Return verbatim the lines that run from the one holding "Target: calm water surface" to the end of the listing, both ends included, without the pictures.
-- Material provided follows --
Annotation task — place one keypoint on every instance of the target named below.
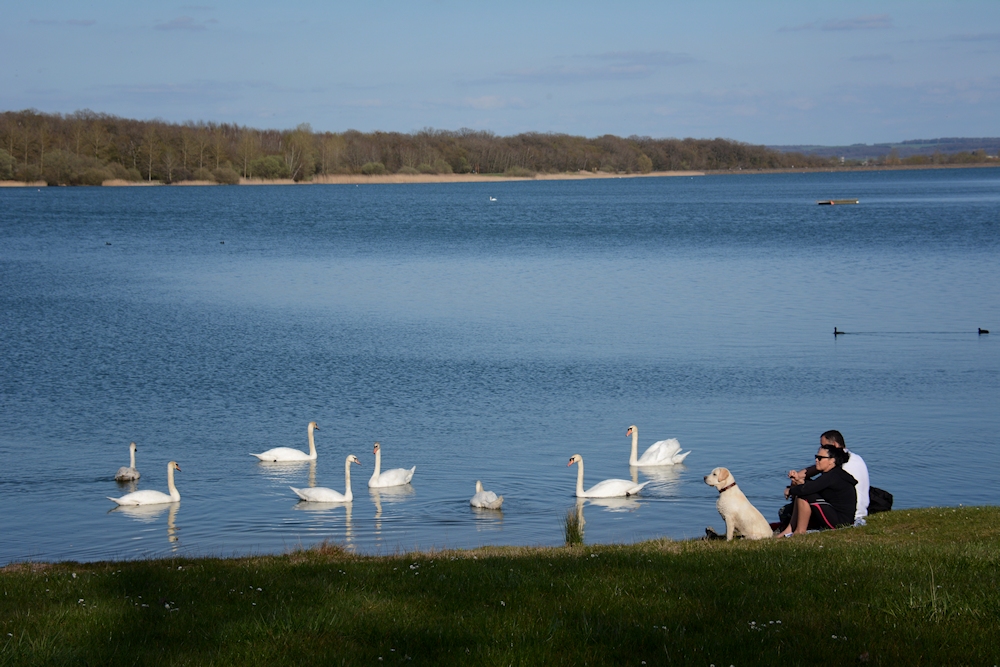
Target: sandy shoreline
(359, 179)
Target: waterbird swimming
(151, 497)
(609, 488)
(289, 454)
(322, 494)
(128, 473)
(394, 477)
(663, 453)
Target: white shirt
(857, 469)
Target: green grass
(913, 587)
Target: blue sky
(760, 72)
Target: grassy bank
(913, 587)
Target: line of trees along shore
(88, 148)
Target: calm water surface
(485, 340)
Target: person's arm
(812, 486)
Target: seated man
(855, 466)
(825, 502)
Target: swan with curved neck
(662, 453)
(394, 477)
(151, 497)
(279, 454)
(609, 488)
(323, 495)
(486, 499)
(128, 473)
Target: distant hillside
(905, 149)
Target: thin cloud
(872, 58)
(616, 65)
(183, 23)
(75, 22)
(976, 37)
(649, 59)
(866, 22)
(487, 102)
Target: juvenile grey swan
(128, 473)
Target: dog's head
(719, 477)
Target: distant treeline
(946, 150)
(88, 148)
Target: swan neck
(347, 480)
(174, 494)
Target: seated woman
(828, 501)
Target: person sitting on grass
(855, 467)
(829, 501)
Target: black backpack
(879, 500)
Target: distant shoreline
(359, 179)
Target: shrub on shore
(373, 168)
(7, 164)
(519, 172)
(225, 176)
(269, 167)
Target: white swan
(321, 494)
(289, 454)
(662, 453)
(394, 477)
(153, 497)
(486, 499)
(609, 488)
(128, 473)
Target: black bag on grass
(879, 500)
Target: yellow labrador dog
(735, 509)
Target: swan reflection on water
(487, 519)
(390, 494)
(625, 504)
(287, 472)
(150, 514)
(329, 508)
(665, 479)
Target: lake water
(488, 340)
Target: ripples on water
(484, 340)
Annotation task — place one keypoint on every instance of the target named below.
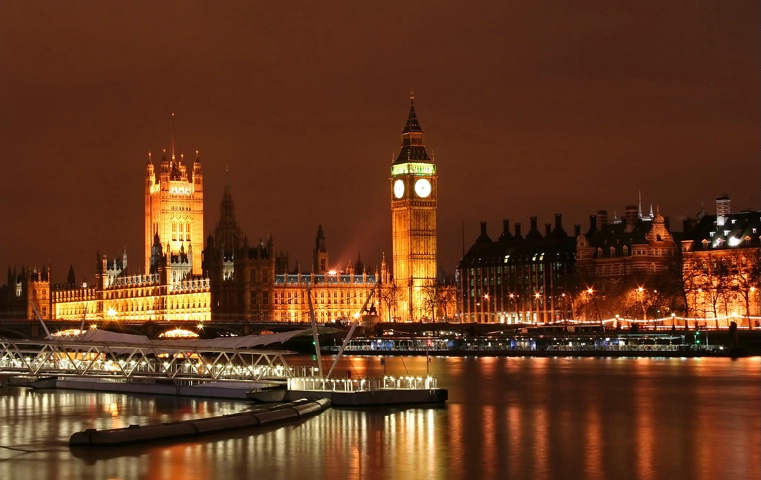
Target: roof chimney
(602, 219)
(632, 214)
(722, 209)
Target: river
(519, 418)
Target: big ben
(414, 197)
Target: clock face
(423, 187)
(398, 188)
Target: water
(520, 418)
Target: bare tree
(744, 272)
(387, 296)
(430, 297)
-- Material provided concluded --
Answer to the problem —
Target: calm water surface
(485, 340)
Target: person's arm
(812, 486)
Target: seated man
(855, 466)
(825, 502)
Target: swan with curved neck
(662, 453)
(394, 477)
(151, 497)
(279, 454)
(609, 488)
(323, 495)
(486, 499)
(128, 473)
Target: distant hillside
(905, 149)
Target: thin cloud
(872, 58)
(616, 65)
(183, 23)
(75, 22)
(976, 37)
(649, 59)
(866, 22)
(487, 102)
Target: juvenile grey swan
(128, 473)
Target: dog's head
(719, 477)
Target: distant treeline
(946, 150)
(88, 148)
Target: swan neck
(347, 480)
(174, 494)
Target: seated woman
(828, 501)
Target: person sitting on grass
(855, 467)
(829, 501)
Target: black backpack
(879, 500)
Target: distant shoreline
(359, 179)
Target: shrub on shore
(373, 168)
(7, 164)
(519, 172)
(225, 176)
(269, 167)
Target: white swan
(321, 494)
(289, 454)
(662, 453)
(394, 477)
(153, 497)
(486, 499)
(609, 488)
(128, 473)
Target: black bag on grass
(879, 500)
Target: yellow labrador dog
(735, 509)
Target: swan reflection on water
(487, 519)
(390, 494)
(625, 504)
(287, 472)
(150, 514)
(329, 508)
(665, 479)
Target: lake water
(488, 340)
Target: ripples on water
(484, 340)
Annotation task — place one keypoint on every instance of the target named below.
Target: roof chimney
(602, 219)
(632, 214)
(722, 209)
Target: river
(519, 418)
Target: big ben
(414, 197)
Target: clock face
(423, 187)
(398, 188)
Target: water
(520, 418)
Target: bare tree
(744, 272)
(387, 296)
(430, 297)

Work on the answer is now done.